Tasks to perform:
1. In the scatter plot text, what relationship between minimum and maximum temperature does the plot show?
2. Based on the scatter plot text, explain why only a random subset of the observations is plotted and why a random number seed is fixed beforehand.

Text block:
>> START
11.60 Scatter Plot
20220111
set.seed(26439)
ds %>%
sample_n(1000) %>%
ggplot(aes(x=min_temp, y=max_temp)) +
geom_point() +
labs(x=vnames["min_temp"],
y=vnames["max_temp"])
The simplest of plots is a scatter plot which displays a two dimensional plot of points. The
dimensions, specified through the aesthetics function
ggplot2::aes(), are the x=
and y=
axes. The observations from
the dataset, the rows, are plotted, scattering the points over the
plot. Even with a simple plot we can observe a generally linear
relationship between the two variables. That is, higher values of
minimum temperature are loosely correlated with higher values of
maximum temperature.
Scattering too many points (thousands or more) over a plot can result in a loss of information as the plot ends up mostly black with points overlaying other points. Some solutions are presented in this chapter to this problem, but for illustration here we randomly choose just 1,000 points. A random number seed is fixed using base::set.seed() so that each time we do the random sample we get the same random sample, again for illustration.
>> END
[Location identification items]
>> START
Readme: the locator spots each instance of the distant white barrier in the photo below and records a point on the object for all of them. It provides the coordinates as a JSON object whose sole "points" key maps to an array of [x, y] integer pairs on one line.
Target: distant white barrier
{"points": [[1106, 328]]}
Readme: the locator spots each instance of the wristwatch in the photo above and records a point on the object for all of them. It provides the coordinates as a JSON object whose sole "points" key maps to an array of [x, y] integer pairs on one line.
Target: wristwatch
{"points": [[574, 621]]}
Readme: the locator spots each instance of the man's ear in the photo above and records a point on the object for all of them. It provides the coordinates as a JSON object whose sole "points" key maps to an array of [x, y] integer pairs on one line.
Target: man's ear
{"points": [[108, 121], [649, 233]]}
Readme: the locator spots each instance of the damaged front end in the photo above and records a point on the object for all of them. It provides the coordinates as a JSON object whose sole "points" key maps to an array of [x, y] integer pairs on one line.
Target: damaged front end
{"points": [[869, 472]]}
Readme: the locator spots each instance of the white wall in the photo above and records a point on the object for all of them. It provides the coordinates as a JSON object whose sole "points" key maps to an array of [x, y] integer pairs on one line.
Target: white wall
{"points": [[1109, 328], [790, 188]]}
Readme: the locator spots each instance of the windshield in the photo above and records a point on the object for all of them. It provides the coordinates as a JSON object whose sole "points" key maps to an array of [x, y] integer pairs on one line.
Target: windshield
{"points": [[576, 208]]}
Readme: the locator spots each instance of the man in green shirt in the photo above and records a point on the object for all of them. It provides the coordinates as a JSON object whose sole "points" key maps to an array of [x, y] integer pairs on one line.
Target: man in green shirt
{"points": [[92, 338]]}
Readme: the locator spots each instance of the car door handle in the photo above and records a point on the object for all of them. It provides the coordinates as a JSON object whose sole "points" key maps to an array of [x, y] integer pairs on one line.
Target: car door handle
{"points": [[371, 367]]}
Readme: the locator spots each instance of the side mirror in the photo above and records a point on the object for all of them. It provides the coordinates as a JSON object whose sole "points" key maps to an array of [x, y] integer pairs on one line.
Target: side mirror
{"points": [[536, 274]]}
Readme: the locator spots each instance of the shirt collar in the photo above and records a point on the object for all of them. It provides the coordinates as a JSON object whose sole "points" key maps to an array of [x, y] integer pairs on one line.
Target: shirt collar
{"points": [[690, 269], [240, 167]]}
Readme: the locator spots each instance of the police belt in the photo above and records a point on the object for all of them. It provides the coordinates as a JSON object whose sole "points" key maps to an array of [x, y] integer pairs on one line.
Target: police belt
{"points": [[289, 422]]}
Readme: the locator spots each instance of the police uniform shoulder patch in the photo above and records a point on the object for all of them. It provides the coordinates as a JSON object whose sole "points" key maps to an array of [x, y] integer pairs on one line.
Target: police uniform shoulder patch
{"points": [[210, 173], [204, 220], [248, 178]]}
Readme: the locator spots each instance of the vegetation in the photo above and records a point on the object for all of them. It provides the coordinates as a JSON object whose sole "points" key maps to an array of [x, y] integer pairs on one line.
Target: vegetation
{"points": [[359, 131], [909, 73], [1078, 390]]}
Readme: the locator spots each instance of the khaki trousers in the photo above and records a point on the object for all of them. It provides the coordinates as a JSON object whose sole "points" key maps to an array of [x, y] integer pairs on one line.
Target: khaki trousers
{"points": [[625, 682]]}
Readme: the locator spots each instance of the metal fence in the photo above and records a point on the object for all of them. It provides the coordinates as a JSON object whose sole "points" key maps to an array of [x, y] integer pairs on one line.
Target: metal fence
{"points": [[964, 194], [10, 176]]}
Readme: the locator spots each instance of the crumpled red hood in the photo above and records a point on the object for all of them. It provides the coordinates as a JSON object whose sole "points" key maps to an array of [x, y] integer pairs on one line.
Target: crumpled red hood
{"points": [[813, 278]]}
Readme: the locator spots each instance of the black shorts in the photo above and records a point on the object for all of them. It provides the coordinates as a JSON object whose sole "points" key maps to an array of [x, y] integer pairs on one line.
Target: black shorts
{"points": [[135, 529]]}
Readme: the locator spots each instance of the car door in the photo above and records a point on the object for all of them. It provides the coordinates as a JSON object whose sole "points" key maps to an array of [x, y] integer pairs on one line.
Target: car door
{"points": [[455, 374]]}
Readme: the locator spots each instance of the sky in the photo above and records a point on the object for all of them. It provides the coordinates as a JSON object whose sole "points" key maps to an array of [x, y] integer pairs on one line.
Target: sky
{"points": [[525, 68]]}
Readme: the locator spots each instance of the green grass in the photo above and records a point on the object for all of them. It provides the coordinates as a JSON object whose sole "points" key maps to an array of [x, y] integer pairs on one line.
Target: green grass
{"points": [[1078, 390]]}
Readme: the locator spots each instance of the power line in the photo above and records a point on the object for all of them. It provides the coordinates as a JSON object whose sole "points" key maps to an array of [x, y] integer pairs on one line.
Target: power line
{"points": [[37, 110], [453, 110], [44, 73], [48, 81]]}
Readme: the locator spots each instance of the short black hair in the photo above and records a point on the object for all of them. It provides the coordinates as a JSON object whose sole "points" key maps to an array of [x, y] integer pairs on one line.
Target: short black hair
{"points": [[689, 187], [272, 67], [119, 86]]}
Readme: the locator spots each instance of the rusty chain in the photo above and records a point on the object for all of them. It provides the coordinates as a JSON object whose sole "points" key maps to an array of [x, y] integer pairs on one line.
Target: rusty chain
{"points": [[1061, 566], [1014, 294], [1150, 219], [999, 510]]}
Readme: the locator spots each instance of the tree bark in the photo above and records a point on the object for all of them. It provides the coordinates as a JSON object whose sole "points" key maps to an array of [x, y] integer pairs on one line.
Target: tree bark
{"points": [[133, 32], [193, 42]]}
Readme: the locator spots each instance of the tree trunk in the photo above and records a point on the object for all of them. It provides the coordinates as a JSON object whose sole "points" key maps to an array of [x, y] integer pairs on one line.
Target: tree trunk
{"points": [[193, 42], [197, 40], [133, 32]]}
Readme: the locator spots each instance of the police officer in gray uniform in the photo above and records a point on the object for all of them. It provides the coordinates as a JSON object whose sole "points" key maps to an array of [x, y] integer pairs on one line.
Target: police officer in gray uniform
>> END
Answers given:
1. A generally linear relationship: higher minimum temperatures are loosely correlated with higher maximum temperatures.

2. Scattering thousands or more points over a plot can cause a loss of information, because the plot becomes mostly black with points overlaying other points, so 1,000 points are chosen at random. The seed is fixed with base::set.seed() so that the same random sample is obtained each time the sampling is run.